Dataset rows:
..........
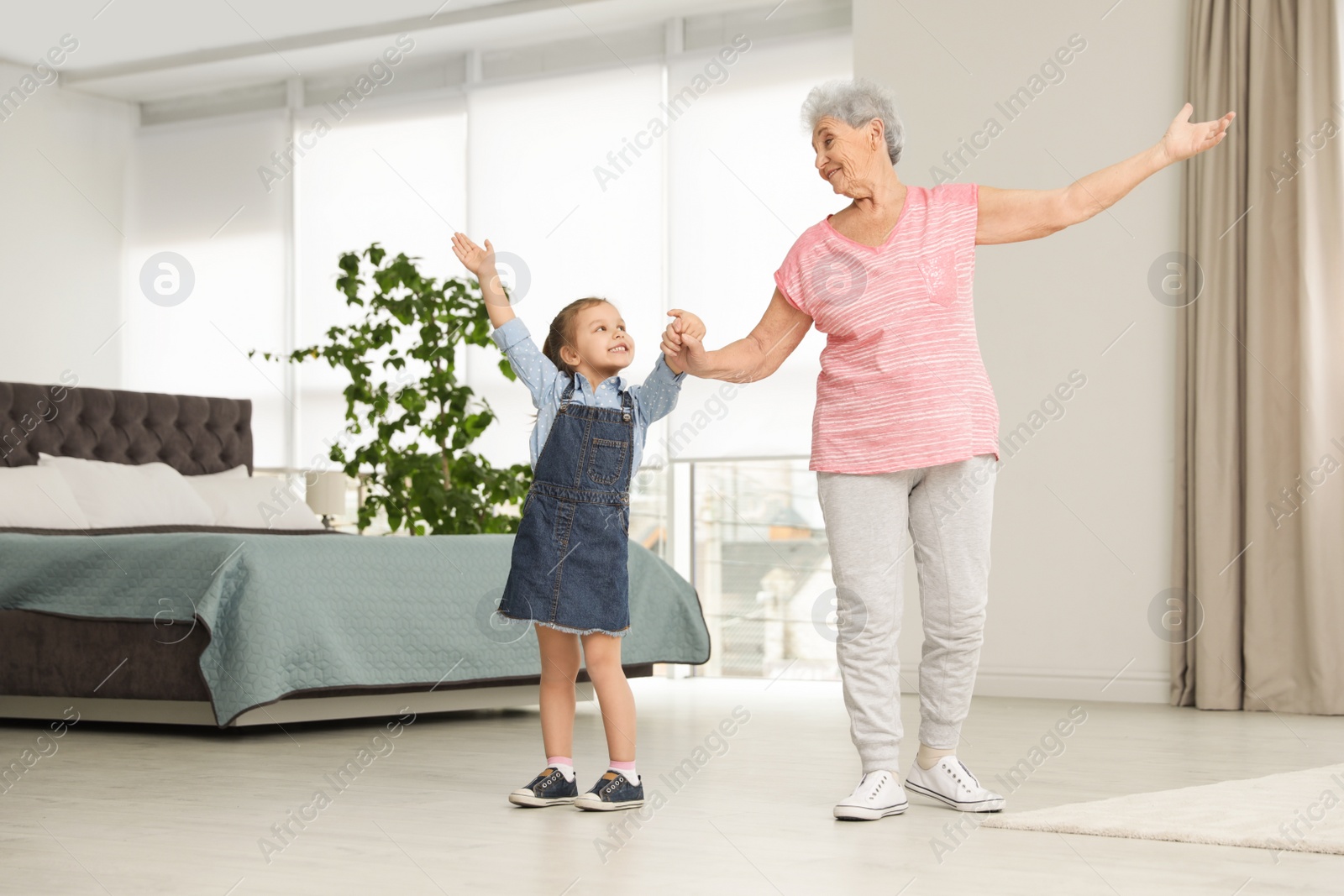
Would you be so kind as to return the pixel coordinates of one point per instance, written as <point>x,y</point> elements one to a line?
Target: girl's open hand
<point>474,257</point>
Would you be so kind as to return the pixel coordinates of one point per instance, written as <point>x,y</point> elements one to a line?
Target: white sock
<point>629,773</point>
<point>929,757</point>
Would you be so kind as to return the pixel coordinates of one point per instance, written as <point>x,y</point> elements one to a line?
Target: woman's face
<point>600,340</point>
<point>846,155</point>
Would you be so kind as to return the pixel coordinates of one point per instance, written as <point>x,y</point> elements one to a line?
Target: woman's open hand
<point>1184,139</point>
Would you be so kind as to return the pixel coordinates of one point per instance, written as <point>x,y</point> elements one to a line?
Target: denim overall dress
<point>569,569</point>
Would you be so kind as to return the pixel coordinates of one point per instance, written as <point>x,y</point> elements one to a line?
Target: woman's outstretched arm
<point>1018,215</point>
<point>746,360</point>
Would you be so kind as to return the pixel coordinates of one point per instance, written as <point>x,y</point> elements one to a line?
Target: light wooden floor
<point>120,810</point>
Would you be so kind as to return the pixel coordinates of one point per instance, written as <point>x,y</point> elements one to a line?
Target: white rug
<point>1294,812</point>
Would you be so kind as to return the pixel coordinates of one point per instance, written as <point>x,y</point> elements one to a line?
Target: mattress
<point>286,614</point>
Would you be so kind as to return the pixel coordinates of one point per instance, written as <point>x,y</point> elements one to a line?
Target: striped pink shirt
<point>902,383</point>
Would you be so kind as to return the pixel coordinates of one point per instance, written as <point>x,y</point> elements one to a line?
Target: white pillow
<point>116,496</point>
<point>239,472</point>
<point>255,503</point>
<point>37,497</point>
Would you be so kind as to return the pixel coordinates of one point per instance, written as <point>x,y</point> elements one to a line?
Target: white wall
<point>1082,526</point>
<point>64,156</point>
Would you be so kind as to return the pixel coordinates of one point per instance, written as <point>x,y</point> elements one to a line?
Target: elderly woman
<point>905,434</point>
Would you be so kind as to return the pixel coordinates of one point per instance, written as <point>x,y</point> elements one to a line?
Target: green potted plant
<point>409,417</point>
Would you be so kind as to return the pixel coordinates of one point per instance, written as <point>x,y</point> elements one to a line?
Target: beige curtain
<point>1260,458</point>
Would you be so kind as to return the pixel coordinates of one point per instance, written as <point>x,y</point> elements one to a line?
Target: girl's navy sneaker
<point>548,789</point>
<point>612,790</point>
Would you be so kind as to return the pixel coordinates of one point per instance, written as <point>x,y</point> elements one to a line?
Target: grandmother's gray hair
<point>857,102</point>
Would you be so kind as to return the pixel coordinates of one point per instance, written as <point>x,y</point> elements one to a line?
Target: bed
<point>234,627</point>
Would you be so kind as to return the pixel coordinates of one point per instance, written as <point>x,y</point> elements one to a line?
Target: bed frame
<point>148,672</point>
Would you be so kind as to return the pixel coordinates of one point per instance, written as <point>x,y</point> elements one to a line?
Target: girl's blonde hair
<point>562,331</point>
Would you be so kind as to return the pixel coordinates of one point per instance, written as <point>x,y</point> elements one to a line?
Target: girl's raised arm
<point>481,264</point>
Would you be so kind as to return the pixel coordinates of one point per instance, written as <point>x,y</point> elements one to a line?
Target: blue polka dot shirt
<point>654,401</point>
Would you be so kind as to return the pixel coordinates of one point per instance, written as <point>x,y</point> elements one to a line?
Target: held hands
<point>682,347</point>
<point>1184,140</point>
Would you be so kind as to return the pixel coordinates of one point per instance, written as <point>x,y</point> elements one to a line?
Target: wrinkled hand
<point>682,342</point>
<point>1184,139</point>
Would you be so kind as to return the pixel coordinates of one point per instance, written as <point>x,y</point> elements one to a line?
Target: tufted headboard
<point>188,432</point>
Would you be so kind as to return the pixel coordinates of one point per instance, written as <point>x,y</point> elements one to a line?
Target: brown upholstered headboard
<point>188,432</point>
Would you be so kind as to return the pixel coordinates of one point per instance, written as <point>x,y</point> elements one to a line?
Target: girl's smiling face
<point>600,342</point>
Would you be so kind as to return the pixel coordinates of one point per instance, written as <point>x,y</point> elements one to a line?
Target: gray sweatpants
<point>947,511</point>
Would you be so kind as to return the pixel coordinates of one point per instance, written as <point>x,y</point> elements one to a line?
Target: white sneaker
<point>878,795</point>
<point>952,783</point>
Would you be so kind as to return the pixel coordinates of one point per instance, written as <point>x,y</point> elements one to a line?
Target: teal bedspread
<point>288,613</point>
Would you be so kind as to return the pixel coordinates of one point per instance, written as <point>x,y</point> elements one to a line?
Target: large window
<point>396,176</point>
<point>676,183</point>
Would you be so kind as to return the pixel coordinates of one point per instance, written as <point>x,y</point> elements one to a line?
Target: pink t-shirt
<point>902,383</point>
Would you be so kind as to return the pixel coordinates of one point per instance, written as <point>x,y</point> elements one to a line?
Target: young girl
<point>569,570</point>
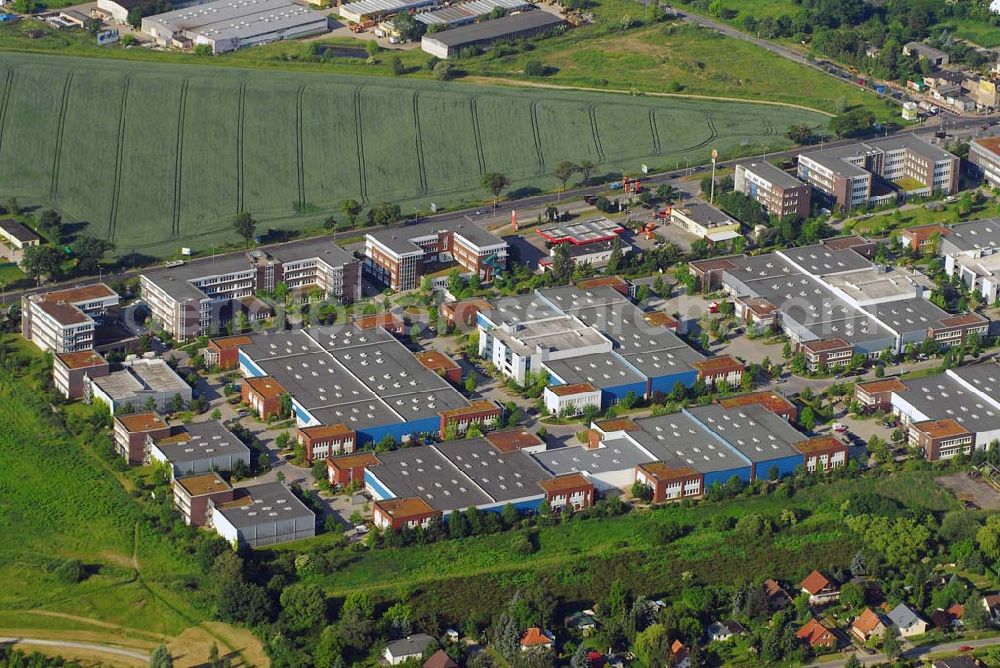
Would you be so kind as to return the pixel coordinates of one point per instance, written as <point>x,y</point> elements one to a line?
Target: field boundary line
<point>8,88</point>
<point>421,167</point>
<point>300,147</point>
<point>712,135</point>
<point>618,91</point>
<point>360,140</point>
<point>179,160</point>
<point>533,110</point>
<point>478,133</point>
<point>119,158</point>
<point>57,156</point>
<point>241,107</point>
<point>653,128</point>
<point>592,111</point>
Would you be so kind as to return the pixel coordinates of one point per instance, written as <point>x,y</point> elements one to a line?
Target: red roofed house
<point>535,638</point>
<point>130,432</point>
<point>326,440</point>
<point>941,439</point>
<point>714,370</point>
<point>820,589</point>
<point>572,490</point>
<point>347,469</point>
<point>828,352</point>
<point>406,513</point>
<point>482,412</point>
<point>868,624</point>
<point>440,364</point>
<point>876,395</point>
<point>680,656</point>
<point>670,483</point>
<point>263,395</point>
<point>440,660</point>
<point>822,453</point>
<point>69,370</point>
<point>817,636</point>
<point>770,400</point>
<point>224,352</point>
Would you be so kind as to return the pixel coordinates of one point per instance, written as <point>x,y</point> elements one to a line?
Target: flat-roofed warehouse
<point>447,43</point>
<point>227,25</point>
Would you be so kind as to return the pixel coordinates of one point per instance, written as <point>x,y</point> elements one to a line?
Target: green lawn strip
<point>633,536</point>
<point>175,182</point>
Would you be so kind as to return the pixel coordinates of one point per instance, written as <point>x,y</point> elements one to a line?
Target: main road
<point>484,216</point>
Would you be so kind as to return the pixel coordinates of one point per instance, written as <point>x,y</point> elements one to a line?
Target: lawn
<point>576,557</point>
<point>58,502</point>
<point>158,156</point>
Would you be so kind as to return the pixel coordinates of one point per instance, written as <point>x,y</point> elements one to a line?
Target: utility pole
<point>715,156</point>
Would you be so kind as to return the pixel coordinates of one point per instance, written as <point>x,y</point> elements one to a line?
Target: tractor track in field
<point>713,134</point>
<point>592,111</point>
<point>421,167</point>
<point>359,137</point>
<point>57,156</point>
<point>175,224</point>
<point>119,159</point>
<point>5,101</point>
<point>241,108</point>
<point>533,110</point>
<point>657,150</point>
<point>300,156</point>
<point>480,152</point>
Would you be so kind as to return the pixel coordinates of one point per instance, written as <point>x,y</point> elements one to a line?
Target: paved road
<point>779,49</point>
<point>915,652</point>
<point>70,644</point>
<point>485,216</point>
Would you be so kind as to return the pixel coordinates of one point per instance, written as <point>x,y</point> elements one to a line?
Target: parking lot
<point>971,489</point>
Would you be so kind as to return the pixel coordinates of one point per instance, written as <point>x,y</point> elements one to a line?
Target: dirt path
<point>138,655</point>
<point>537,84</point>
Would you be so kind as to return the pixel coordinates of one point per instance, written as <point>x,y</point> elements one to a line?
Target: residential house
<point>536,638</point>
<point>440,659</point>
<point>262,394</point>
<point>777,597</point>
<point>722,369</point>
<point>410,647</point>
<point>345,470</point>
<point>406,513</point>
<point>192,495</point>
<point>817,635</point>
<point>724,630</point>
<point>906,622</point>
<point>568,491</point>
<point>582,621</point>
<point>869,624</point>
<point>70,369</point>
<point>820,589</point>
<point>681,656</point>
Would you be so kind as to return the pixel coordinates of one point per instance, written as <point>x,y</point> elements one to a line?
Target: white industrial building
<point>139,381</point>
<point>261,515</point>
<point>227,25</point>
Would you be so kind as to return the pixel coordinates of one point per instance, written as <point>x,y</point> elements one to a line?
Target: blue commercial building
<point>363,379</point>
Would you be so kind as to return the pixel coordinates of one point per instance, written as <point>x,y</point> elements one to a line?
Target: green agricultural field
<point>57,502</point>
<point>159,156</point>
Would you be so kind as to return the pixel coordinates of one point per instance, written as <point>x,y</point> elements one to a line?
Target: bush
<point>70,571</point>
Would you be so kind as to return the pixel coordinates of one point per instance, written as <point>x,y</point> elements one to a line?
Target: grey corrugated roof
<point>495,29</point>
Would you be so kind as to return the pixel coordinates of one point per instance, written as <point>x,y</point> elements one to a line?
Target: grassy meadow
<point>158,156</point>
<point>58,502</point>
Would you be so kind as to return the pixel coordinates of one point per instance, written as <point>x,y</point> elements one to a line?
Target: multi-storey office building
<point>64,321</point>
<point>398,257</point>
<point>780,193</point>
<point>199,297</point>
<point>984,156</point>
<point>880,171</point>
..........
AIM OF THE TASK: Rewrite the records, starting at the beginning and going on through the line with "<point>120,810</point>", as a Markdown table with the columns "Row" and "Line", one line per row and blank lines omitted. Leave the pictures out.

COMPLETE ANSWER:
| Row | Line |
|---|---|
| 1 | Would you be so kind as to return the pixel coordinates of one point per instance, written as <point>x,y</point> elements one to a line? |
| 2 | Target: girl's open hand |
| 3 | <point>474,257</point> |
| 4 | Would you be so kind as to return the pixel coordinates of one point per instance, written as <point>x,y</point> elements one to a line? |
| 5 | Target: white sock |
| 6 | <point>629,773</point> |
| 7 | <point>929,757</point> |
| 8 | Would you be so kind as to return the pixel coordinates of one point per instance, written as <point>x,y</point> elements one to a line? |
| 9 | Target: woman's face |
| 10 | <point>600,340</point> |
| 11 | <point>846,155</point> |
| 12 | Would you be so kind as to return the pixel coordinates of one point per instance, written as <point>x,y</point> elements one to a line? |
| 13 | Target: woman's open hand |
| 14 | <point>1184,139</point> |
| 15 | Would you be so kind as to return the pixel coordinates of one point per instance, written as <point>x,y</point> elements one to a line? |
| 16 | Target: denim overall dress |
| 17 | <point>569,569</point> |
| 18 | Would you be so kind as to return the pixel coordinates of one point per instance, written as <point>x,y</point> elements one to a line? |
| 19 | Target: woman's outstretched arm |
| 20 | <point>1018,215</point> |
| 21 | <point>746,360</point> |
| 22 | Would you be so kind as to return the pixel coordinates of one point per instance, written as <point>x,y</point> elements one to a line? |
| 23 | Target: light wooden floor |
| 24 | <point>120,810</point> |